Problem to work on
Please lay out the records as a numbered list, starting at the very first line and ending at the line that contains "xmin=141 ymin=14 xmax=163 ymax=216", with both of those lines included. Leave out any blank lines.

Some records
-- START --

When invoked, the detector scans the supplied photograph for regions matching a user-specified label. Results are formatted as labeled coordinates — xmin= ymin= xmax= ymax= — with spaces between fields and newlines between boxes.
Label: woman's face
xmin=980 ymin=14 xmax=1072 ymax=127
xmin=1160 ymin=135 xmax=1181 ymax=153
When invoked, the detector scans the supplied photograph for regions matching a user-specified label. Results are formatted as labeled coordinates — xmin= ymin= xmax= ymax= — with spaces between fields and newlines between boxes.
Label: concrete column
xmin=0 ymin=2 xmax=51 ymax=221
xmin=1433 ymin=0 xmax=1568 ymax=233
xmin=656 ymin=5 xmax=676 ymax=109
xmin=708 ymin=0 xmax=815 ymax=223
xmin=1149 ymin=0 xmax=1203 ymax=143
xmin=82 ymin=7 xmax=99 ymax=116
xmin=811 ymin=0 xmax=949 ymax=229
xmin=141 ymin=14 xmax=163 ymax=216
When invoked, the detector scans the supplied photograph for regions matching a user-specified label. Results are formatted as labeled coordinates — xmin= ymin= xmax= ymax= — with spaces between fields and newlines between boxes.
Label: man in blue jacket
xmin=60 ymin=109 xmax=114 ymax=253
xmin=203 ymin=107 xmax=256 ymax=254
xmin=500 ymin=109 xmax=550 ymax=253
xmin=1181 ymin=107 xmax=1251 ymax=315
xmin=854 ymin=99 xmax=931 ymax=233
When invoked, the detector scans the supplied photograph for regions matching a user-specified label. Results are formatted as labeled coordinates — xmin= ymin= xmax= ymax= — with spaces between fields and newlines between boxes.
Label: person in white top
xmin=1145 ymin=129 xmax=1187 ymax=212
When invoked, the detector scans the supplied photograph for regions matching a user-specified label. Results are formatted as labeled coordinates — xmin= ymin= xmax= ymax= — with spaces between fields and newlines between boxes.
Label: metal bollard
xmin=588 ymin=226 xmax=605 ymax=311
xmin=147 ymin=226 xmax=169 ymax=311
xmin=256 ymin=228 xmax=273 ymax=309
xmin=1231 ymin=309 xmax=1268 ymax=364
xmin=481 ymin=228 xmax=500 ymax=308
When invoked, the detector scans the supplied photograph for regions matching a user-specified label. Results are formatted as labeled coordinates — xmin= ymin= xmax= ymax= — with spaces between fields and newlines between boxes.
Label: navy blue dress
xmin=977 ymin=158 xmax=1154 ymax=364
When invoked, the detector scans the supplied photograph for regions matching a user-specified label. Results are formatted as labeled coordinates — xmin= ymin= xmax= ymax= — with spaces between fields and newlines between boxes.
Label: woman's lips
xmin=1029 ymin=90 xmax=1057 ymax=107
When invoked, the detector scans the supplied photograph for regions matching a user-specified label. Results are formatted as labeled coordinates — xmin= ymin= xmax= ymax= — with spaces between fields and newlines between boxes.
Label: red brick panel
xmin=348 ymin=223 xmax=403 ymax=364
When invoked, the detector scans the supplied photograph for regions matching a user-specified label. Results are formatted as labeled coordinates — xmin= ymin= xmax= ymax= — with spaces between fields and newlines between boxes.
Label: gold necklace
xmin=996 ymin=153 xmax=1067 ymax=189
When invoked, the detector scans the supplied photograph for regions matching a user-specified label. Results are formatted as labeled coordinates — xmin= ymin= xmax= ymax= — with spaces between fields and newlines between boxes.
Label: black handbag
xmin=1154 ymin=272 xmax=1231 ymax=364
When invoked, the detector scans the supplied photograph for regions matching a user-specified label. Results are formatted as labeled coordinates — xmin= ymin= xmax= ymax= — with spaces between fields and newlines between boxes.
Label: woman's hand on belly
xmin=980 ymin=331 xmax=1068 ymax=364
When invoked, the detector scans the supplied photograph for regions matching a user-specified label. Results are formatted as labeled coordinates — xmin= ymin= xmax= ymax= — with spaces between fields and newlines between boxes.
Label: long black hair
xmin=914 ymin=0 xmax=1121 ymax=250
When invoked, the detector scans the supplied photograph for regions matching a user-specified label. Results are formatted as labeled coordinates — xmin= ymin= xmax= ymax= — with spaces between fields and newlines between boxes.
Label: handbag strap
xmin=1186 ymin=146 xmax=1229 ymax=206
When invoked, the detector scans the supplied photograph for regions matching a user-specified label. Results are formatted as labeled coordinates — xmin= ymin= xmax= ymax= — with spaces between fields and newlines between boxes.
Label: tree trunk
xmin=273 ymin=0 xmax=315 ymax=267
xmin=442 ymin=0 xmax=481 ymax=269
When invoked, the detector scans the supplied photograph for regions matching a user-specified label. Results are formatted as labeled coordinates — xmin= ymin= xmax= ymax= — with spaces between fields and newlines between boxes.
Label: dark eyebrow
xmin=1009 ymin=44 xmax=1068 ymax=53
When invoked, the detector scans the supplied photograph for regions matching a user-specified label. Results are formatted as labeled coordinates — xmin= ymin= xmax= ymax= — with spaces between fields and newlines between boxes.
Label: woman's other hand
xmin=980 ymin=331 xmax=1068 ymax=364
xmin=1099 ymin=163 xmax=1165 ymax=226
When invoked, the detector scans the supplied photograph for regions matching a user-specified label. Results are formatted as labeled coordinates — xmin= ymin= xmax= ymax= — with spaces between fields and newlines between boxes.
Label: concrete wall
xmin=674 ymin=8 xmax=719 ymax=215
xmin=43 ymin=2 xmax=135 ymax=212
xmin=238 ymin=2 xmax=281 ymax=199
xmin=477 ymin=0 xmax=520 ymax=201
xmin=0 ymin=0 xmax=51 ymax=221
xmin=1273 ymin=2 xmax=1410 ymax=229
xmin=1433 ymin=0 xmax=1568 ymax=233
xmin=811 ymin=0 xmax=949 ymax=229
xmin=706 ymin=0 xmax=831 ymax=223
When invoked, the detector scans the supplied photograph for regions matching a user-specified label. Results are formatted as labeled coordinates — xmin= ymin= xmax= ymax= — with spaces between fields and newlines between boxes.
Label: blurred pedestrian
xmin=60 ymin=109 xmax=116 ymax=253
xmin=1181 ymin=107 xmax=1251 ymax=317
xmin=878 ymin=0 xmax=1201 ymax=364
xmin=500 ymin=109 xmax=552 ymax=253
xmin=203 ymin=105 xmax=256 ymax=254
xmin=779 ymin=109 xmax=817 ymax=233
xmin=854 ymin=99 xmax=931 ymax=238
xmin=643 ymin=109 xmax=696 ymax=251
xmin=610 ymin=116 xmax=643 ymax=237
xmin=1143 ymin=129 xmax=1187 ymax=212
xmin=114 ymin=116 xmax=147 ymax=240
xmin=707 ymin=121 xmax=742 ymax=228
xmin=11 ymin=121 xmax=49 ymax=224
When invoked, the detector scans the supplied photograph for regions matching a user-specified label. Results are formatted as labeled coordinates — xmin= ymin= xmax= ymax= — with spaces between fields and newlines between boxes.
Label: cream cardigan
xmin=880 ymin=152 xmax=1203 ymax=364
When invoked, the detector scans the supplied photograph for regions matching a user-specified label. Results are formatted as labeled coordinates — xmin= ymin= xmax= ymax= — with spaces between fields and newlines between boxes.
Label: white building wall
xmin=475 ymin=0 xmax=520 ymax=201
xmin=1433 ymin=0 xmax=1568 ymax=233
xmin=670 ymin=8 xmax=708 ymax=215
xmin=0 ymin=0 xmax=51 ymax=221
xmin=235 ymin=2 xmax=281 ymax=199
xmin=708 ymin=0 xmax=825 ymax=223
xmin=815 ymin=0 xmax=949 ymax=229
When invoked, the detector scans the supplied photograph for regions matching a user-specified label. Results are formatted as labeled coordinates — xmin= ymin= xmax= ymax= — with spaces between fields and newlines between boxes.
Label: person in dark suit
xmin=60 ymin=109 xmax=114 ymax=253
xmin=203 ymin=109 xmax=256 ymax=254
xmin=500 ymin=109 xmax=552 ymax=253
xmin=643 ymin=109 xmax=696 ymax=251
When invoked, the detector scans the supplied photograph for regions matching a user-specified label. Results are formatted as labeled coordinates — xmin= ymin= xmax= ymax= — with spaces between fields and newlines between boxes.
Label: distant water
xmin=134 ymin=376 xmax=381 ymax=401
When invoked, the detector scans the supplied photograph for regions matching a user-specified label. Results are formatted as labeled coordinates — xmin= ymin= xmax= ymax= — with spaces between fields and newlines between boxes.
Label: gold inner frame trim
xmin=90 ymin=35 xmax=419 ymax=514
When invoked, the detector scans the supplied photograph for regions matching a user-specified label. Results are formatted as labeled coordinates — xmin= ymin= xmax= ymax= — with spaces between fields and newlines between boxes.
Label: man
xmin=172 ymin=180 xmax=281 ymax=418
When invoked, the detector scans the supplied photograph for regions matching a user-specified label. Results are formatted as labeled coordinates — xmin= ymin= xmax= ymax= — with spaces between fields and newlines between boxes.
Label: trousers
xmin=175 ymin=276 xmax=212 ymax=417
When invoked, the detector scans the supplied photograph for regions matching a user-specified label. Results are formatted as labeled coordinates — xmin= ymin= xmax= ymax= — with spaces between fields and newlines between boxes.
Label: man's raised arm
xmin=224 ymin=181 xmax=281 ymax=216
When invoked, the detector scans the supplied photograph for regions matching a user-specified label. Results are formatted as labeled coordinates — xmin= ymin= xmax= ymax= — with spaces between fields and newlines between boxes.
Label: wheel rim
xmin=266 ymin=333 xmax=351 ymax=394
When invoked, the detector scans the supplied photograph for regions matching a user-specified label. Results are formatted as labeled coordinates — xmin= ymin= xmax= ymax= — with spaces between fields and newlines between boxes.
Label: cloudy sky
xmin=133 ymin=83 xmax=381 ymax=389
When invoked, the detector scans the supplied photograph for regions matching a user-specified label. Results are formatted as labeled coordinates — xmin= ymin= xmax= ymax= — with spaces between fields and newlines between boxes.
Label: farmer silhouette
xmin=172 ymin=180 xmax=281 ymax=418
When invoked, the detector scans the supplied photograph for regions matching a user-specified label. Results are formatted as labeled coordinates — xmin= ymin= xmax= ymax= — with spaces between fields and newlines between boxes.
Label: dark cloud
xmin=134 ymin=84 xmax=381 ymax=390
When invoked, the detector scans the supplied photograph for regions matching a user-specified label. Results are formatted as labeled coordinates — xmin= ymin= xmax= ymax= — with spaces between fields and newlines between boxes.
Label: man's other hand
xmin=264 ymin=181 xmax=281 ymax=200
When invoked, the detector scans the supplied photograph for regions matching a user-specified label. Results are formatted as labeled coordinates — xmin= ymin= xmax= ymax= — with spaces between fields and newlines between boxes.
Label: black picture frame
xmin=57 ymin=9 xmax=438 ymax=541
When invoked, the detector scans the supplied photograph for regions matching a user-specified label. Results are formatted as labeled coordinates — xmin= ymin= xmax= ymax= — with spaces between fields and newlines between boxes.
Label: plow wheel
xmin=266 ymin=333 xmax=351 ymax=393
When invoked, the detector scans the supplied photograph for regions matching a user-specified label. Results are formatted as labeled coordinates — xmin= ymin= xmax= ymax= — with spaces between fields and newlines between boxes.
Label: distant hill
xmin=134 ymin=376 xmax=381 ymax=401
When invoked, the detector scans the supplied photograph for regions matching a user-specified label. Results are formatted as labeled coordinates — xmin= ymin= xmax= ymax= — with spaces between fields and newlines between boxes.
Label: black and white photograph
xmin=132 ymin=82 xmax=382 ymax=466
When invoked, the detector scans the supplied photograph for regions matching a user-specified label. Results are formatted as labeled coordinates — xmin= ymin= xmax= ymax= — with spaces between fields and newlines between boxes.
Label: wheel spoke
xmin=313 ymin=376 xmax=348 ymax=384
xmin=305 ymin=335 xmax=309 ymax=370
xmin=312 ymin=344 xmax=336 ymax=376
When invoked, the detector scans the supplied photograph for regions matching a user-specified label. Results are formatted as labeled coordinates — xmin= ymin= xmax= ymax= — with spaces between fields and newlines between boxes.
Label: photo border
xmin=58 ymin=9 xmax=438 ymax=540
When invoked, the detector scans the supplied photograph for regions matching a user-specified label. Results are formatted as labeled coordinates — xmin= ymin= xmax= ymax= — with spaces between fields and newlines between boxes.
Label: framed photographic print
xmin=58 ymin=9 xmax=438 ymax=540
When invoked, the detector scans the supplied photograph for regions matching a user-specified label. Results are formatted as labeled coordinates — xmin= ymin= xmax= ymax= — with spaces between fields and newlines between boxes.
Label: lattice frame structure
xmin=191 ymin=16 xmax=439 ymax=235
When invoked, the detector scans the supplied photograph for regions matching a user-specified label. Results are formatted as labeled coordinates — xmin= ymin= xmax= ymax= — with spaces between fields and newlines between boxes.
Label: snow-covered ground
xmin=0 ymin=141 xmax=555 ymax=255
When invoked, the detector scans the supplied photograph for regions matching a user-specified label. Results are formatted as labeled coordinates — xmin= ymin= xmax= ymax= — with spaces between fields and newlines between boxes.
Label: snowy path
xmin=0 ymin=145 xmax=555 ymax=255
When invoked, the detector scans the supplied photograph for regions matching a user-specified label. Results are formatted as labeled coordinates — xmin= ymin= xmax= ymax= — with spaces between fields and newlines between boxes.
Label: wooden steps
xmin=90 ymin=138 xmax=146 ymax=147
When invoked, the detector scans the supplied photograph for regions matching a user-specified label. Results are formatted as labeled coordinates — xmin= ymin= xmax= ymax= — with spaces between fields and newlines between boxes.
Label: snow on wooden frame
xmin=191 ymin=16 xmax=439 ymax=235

-- END --

Task output
1. When invoked, the detector scans the supplied photograph for regions matching a user-specified label. Results are formatted as labeled coordinates — xmin= ymin= xmax= ymax= — with spaces between fields and newlines between boxes.
2. Label: woman's face
3. xmin=980 ymin=14 xmax=1072 ymax=127
4. xmin=1160 ymin=135 xmax=1181 ymax=153
5. When invoked, the detector scans the supplied photograph for regions matching a user-specified label. Results are formatted as labeled coordinates — xmin= ymin= xmax= ymax= — with spaces between fields and newlines between boxes.
6. Label: concrete column
7. xmin=0 ymin=2 xmax=51 ymax=221
8. xmin=1433 ymin=0 xmax=1568 ymax=233
9. xmin=656 ymin=5 xmax=676 ymax=109
10. xmin=708 ymin=0 xmax=815 ymax=223
11. xmin=1149 ymin=0 xmax=1203 ymax=143
12. xmin=82 ymin=7 xmax=99 ymax=116
13. xmin=811 ymin=0 xmax=949 ymax=229
14. xmin=141 ymin=14 xmax=163 ymax=216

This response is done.